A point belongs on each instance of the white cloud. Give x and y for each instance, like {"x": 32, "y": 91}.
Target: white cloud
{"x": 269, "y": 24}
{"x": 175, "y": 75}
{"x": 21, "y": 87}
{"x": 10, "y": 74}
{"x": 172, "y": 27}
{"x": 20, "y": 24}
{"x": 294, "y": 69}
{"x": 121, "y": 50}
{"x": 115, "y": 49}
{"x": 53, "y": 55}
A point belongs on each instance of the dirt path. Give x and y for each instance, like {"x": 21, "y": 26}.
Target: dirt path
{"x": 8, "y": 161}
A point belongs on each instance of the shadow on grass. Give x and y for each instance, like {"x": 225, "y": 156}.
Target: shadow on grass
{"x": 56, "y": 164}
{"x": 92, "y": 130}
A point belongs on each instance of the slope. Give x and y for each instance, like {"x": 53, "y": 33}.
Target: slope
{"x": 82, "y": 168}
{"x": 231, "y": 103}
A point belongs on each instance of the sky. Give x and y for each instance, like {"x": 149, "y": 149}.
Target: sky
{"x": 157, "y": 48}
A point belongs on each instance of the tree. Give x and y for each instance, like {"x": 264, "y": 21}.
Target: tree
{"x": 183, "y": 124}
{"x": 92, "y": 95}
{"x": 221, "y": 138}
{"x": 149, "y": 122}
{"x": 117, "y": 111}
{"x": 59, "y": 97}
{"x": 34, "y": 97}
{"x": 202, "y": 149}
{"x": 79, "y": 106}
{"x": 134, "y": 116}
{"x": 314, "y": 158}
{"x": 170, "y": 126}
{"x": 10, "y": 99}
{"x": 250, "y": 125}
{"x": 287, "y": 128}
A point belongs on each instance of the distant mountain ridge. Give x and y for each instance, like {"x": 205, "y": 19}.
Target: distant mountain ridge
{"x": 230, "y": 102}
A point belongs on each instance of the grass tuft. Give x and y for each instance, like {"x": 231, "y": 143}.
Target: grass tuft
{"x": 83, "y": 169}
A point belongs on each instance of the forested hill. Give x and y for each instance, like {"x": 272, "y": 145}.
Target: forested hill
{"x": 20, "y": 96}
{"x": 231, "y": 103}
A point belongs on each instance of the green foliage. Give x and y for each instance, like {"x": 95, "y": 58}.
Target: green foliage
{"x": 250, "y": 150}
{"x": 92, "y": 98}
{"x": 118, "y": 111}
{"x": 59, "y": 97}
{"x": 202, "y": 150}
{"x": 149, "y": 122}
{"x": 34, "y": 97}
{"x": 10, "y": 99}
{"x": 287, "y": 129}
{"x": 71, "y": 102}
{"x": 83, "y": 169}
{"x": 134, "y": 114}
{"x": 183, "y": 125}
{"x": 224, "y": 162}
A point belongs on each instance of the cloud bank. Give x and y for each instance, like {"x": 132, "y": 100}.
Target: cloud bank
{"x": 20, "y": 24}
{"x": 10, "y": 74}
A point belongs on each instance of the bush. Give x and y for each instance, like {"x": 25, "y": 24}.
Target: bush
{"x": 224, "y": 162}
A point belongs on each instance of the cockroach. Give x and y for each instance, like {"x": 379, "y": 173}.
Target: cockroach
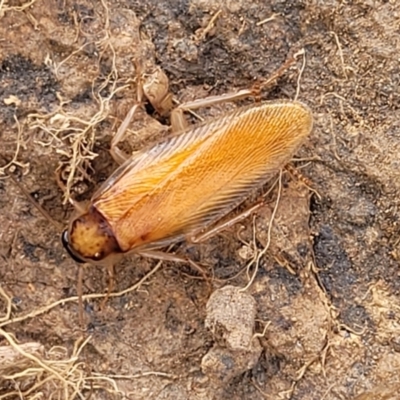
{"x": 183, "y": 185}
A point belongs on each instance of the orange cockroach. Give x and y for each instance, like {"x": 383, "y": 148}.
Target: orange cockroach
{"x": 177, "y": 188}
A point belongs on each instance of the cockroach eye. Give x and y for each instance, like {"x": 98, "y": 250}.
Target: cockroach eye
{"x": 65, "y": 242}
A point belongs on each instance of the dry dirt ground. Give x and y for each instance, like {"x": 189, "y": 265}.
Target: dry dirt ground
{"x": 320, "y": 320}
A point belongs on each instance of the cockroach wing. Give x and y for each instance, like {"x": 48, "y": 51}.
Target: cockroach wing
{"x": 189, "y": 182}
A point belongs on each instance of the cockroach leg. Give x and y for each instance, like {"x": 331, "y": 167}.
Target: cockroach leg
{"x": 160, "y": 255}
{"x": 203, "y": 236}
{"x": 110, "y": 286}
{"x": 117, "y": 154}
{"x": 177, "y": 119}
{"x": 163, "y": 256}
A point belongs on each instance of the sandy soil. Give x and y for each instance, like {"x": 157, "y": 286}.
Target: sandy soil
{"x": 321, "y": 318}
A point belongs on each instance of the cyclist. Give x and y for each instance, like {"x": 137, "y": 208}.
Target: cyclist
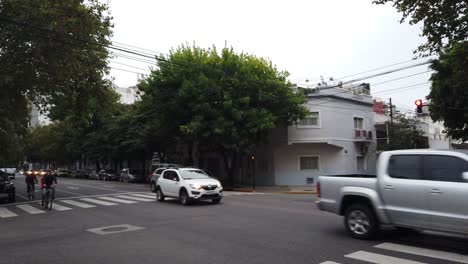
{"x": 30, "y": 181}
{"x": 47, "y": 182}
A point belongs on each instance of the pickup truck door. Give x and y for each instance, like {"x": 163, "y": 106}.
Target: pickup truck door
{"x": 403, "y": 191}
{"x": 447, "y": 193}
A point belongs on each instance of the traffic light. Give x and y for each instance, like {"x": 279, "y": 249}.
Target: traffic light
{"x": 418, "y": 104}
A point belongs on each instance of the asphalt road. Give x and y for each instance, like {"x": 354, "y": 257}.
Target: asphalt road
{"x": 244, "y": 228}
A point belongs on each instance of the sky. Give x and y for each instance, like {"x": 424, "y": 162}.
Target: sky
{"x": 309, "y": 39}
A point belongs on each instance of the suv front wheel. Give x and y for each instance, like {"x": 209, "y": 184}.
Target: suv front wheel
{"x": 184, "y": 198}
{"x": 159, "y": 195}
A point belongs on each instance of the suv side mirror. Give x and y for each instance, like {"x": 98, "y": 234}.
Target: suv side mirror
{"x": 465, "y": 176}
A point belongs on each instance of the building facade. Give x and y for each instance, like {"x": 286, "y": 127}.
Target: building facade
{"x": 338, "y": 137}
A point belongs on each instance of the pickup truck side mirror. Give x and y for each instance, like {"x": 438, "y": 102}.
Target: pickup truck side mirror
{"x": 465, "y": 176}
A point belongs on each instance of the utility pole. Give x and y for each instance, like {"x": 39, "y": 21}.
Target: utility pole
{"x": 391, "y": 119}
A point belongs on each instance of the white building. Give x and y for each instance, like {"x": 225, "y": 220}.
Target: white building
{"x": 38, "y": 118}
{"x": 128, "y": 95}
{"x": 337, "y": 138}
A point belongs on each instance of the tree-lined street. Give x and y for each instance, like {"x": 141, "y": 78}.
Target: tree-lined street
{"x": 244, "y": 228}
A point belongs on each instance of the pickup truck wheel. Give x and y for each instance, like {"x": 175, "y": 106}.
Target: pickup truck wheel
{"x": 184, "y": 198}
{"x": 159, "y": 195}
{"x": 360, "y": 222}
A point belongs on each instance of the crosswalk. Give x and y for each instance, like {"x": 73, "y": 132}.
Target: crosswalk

◇ ◇ ◇ ◇ ◇

EXERCISE GOAL — Quote, word for word, every line starting at the one that contains "A point belongs on each instance of the suv front" and ending with the final line of the entries.

SOLUTION TO THIS PROBLEM —
A point belongs on each instance of the suv front wheel. Give x and y for each instance, like {"x": 209, "y": 184}.
Target: suv front wheel
{"x": 184, "y": 198}
{"x": 159, "y": 195}
A point belongs on each instance of the suv side mirror. Give x and y for each instance, like {"x": 98, "y": 234}.
Target: suv side mirror
{"x": 465, "y": 176}
A point belongs on each instance of the building facade. Give x and y for each instance, like {"x": 286, "y": 127}.
Target: building facade
{"x": 338, "y": 137}
A point belongs on each instance of the pickup truck side mirror. Give x and y for each instance, like {"x": 438, "y": 102}.
Target: pickup truck side mirror
{"x": 465, "y": 176}
A point belongs on each instance of the utility pole. Give x and y for each instance, like {"x": 39, "y": 21}.
Target: utility pole
{"x": 391, "y": 119}
A point belongs on each instance of the white building. Give x and y for each instance, like {"x": 225, "y": 220}.
Target: white building
{"x": 38, "y": 118}
{"x": 128, "y": 95}
{"x": 337, "y": 138}
A point belongs on each instance of the tree-lined street. Give x and y for each instance, like {"x": 141, "y": 78}.
Target: tree-lined street
{"x": 244, "y": 228}
A point belongs on each instance of the pickup truck wheel. Give x and y for each instance, like {"x": 175, "y": 106}.
Target: pickup truck wheel
{"x": 184, "y": 198}
{"x": 159, "y": 195}
{"x": 360, "y": 222}
A point belongs on each instance of the crosswalk. Give x and y for each instance, like {"x": 73, "y": 132}.
Target: crosswalk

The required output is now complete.